SOURCE RECORDS section start

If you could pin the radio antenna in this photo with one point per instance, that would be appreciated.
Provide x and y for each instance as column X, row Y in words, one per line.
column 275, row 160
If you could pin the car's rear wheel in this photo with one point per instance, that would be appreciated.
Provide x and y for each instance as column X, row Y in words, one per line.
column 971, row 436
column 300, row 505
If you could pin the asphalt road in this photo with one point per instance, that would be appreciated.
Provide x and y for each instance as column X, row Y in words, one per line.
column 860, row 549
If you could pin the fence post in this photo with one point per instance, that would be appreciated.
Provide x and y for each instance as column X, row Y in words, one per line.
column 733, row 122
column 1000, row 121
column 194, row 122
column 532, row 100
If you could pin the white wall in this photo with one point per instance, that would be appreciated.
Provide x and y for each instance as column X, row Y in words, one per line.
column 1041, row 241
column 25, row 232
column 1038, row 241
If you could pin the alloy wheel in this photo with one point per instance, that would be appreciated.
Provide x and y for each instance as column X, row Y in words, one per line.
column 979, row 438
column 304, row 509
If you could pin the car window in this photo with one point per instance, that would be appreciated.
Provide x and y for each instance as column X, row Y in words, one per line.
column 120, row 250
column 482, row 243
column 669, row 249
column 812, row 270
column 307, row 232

SOURCE RECORDS section end

** WHAT THE TASK REQUIRES **
Give every entry back exactly as it was written above.

** SOLUTION TO THE PROBLEM **
If you could pin the radio antenna in this photo with one point per instance, that would be appreciated.
Provide x and y for each instance as column X, row Y in words, one per line.
column 275, row 160
If you could pin the car's rear wheel in this photo with one point per instance, that would be appreciated.
Provide x and y for each instance as column X, row Y in words, one per line.
column 971, row 436
column 300, row 505
If you could pin the asphalt road in this photo with one point per instance, that would be appreciated.
Provide x and y for each instance as column X, row Y in words, one per line.
column 860, row 549
If you could pin the fence post in this photo with one point per instance, that would be appreciated.
Provide x and y for each instance as column X, row Y in words, one per line.
column 733, row 122
column 1000, row 121
column 194, row 122
column 532, row 100
If you could pin the white wall in this photo with one point per instance, that would be appreciated.
Provide x and y for each instance as column X, row Y in words, one per line.
column 1041, row 241
column 25, row 232
column 1038, row 241
If you could pin the alloy wheel in this photo with one point per instance, that would be appreciated.
Provide x and y for each instance as column X, row Y in words, one per line.
column 979, row 438
column 304, row 509
If you could pin the car window in this photo with one point per instance, that would be appreciated.
Provide x and y for each instance as column X, row Y in words, one per line.
column 120, row 250
column 482, row 243
column 669, row 249
column 812, row 270
column 307, row 232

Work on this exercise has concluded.